- [Your instructions]:
Output the lines that follow exactly as they are.

** begin Dataset **

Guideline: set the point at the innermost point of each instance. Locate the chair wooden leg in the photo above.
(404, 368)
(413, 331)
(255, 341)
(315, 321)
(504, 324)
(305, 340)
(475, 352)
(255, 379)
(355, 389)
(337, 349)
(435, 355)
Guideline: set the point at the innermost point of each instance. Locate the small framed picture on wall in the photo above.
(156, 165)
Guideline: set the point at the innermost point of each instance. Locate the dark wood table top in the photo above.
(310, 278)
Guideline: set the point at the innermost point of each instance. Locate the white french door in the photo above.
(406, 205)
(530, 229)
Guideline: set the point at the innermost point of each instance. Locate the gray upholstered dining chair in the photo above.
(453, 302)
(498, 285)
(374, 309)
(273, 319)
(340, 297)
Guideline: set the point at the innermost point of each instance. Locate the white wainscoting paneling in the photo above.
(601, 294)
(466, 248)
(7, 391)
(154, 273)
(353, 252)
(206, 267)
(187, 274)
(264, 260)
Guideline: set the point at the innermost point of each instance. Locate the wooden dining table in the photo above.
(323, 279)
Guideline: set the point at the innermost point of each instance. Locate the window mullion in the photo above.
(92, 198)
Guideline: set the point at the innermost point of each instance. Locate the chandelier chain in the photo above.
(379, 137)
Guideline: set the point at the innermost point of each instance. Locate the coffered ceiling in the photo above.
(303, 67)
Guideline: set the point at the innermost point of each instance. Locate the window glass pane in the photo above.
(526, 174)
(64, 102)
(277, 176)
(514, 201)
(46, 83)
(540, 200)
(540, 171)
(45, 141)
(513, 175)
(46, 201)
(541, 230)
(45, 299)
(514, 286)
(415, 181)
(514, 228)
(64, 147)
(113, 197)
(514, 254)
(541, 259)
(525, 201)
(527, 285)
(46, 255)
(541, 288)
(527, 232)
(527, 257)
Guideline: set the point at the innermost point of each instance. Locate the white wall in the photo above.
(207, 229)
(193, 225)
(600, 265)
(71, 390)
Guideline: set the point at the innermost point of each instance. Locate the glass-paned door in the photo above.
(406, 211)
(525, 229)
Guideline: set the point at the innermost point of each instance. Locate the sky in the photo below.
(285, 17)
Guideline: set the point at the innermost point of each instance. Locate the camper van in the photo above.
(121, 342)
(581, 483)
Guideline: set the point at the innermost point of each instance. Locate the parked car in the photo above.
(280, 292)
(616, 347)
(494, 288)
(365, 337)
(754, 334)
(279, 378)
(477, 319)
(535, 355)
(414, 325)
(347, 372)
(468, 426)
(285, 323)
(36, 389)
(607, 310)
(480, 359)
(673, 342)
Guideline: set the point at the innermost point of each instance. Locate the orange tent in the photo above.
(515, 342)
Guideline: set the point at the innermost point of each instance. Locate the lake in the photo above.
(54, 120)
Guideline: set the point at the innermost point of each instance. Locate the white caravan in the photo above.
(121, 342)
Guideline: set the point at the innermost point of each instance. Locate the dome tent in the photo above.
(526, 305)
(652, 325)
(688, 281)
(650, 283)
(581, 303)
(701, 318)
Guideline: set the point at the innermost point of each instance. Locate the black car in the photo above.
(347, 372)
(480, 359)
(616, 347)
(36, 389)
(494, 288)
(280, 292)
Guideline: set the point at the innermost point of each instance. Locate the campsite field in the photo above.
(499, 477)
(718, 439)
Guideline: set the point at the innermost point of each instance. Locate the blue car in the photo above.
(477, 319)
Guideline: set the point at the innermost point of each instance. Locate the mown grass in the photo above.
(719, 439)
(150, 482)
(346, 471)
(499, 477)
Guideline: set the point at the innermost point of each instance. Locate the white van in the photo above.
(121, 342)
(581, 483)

** end Dataset **

- [Task answer]:
Guideline: set the point at the innermost point of each instance. Locate the chair wooden leg in the photo above.
(404, 368)
(413, 331)
(255, 341)
(315, 321)
(504, 324)
(305, 340)
(475, 352)
(255, 379)
(355, 389)
(337, 349)
(435, 355)
Guideline: set the point at the innermost point of each instance. Locate the small framed picture on wall in the photo above.
(156, 165)
Guideline: set the point at the innermost point of each instance. Locate the dark wood table top in the photo above.
(310, 278)
Guideline: set the point at the innermost point of each instance. Locate the white french door in the photo above.
(406, 205)
(530, 229)
Guideline: set the point at the innermost point of each instance. Locate the gray upholstered dining chair in the photo above.
(453, 302)
(498, 285)
(374, 309)
(273, 319)
(340, 297)
Guideline: set the point at the innermost point of each instance. Locate the white wainscoting paneling in the photo above.
(601, 294)
(466, 248)
(7, 391)
(154, 273)
(353, 252)
(206, 267)
(187, 274)
(264, 260)
Guideline: set the point at the innermost point of each instance. Locate the wooden dining table in the photo above.
(323, 279)
Guideline: set the point at the innermost point of each instance. Locate the window mullion in the photo above.
(92, 198)
Guideline: set the point at the innermost point of each instance. Locate the chandelier chain in the photo above.
(379, 137)
Guideline: set the point at the innermost point of each instance. Locate the coffered ceiling in the photo above.
(303, 67)
Guideline: set the point at the innermost point of each instance. Locate the window glass pane in the photo above.
(526, 174)
(64, 102)
(277, 176)
(514, 201)
(46, 83)
(540, 200)
(540, 171)
(45, 141)
(513, 175)
(46, 201)
(541, 230)
(45, 299)
(514, 286)
(415, 181)
(514, 228)
(64, 147)
(113, 197)
(514, 254)
(541, 259)
(525, 201)
(527, 285)
(46, 255)
(541, 288)
(527, 232)
(527, 257)
Guideline: set the point at the innermost point of each instance. Locate the white wall in the photo above.
(207, 229)
(193, 225)
(600, 265)
(71, 390)
Guideline: set the point at the innermost point of each instance. Locate the glass-paned door in the photo above.
(406, 211)
(525, 229)
Guideline: set the point at the innermost point of each instance. Locate the sky in the photo below.
(285, 17)
Guideline: set the point at the innermost point of each instance. Locate the camper van in the photo above.
(121, 342)
(581, 483)
Guideline: set the point at the innermost point of each instance. Locate the parked car in the photo above.
(280, 292)
(616, 347)
(494, 288)
(365, 337)
(754, 334)
(279, 378)
(477, 319)
(535, 355)
(414, 325)
(347, 372)
(468, 426)
(285, 323)
(36, 389)
(607, 310)
(480, 359)
(673, 342)
Guideline: set the point at the innermost point of each instance. Locate the orange tent in the photo above.
(515, 342)
Guideline: set the point at the innermost point of each instance. Locate the lake in the photo above.
(54, 120)
Guideline: set the point at the innermost point of each instance. Locate the white caravan in the photo above.
(121, 342)
Guideline: set the point at the innermost point of each instance. Locate the dome tent in the photo above.
(526, 305)
(652, 325)
(688, 281)
(650, 283)
(581, 303)
(701, 318)
Guideline: set the point at the innermost point of each instance. Locate the black car in the photo above.
(347, 372)
(480, 359)
(616, 347)
(36, 389)
(494, 288)
(280, 292)
Guideline: set the point at the innermost point of each instance. Locate the campsite field in the photo above.
(499, 477)
(718, 439)
Guideline: set the point at the innermost point of each instance. Locate the blue car in the photo above.
(477, 319)
Guideline: set the point at the innermost point of each instance. Locate the mown grass in the photo above.
(719, 439)
(150, 482)
(346, 471)
(499, 477)
Guideline: set the point at the innermost point of each instance. Locate the white van in the photo above.
(121, 342)
(581, 483)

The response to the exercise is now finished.